◆ **JOB**: Please retype the rows below word for word, beginning with the line that contains "If you could pick out the small" and going on through the final line of the rows.

◆ **AVAILABLE DATA**:
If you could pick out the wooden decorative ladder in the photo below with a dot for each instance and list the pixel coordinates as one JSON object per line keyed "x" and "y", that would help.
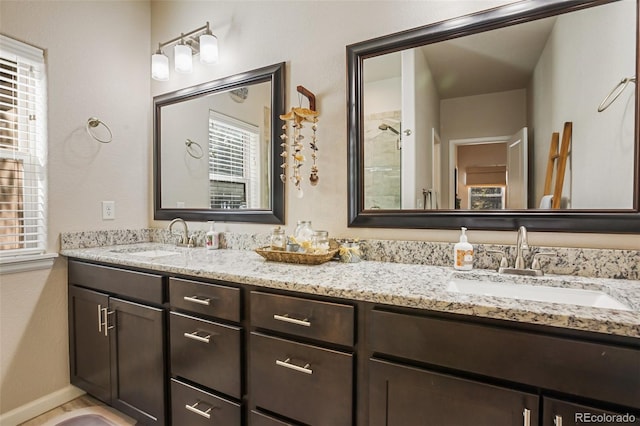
{"x": 558, "y": 160}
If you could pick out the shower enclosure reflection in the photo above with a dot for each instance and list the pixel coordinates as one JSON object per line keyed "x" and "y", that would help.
{"x": 470, "y": 92}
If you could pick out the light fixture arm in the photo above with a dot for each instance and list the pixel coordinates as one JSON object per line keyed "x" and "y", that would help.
{"x": 204, "y": 29}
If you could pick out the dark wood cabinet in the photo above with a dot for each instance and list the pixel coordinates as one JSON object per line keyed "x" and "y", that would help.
{"x": 89, "y": 346}
{"x": 235, "y": 354}
{"x": 117, "y": 346}
{"x": 206, "y": 353}
{"x": 138, "y": 361}
{"x": 310, "y": 384}
{"x": 295, "y": 368}
{"x": 192, "y": 406}
{"x": 405, "y": 396}
{"x": 206, "y": 359}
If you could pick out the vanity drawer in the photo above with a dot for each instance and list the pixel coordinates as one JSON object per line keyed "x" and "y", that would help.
{"x": 136, "y": 285}
{"x": 208, "y": 299}
{"x": 328, "y": 322}
{"x": 303, "y": 382}
{"x": 206, "y": 353}
{"x": 594, "y": 370}
{"x": 261, "y": 419}
{"x": 195, "y": 407}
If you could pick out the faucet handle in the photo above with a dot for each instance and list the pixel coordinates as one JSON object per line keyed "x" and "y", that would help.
{"x": 535, "y": 264}
{"x": 504, "y": 263}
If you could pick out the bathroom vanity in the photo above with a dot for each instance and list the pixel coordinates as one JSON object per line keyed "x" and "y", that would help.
{"x": 189, "y": 336}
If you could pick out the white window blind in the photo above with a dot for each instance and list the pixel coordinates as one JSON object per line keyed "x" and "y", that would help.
{"x": 233, "y": 163}
{"x": 22, "y": 149}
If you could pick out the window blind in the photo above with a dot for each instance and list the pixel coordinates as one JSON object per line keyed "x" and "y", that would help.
{"x": 233, "y": 163}
{"x": 22, "y": 149}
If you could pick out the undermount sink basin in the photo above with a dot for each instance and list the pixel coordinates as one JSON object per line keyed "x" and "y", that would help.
{"x": 539, "y": 293}
{"x": 150, "y": 254}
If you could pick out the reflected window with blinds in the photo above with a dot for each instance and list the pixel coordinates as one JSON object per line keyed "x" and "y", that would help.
{"x": 233, "y": 163}
{"x": 22, "y": 149}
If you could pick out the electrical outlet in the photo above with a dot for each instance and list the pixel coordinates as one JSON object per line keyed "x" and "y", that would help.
{"x": 108, "y": 210}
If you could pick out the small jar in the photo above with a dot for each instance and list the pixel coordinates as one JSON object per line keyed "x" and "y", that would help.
{"x": 350, "y": 252}
{"x": 303, "y": 234}
{"x": 278, "y": 239}
{"x": 320, "y": 242}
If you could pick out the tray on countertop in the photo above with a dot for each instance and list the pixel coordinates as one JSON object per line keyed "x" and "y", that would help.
{"x": 297, "y": 257}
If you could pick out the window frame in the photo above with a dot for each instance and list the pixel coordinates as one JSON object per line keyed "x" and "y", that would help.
{"x": 32, "y": 150}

◆ **FULL SOLUTION**:
If you could pick out the small jar in the photo above with a dot for each instance and list the pixel coordinates as one JSON object per line keyed "x" and "y", that would help.
{"x": 350, "y": 252}
{"x": 303, "y": 234}
{"x": 278, "y": 239}
{"x": 320, "y": 242}
If you could pick out the tray on countertop in the photo above with a dot for each instance and list the pixel coordinates as one JSON object per line keyed "x" and "y", that would help.
{"x": 297, "y": 257}
If you could pick out the window frame in the photo above with a dot for each instance and list the pixel coordinates as one JSON object per line keyed "x" and "y", that would help.
{"x": 32, "y": 150}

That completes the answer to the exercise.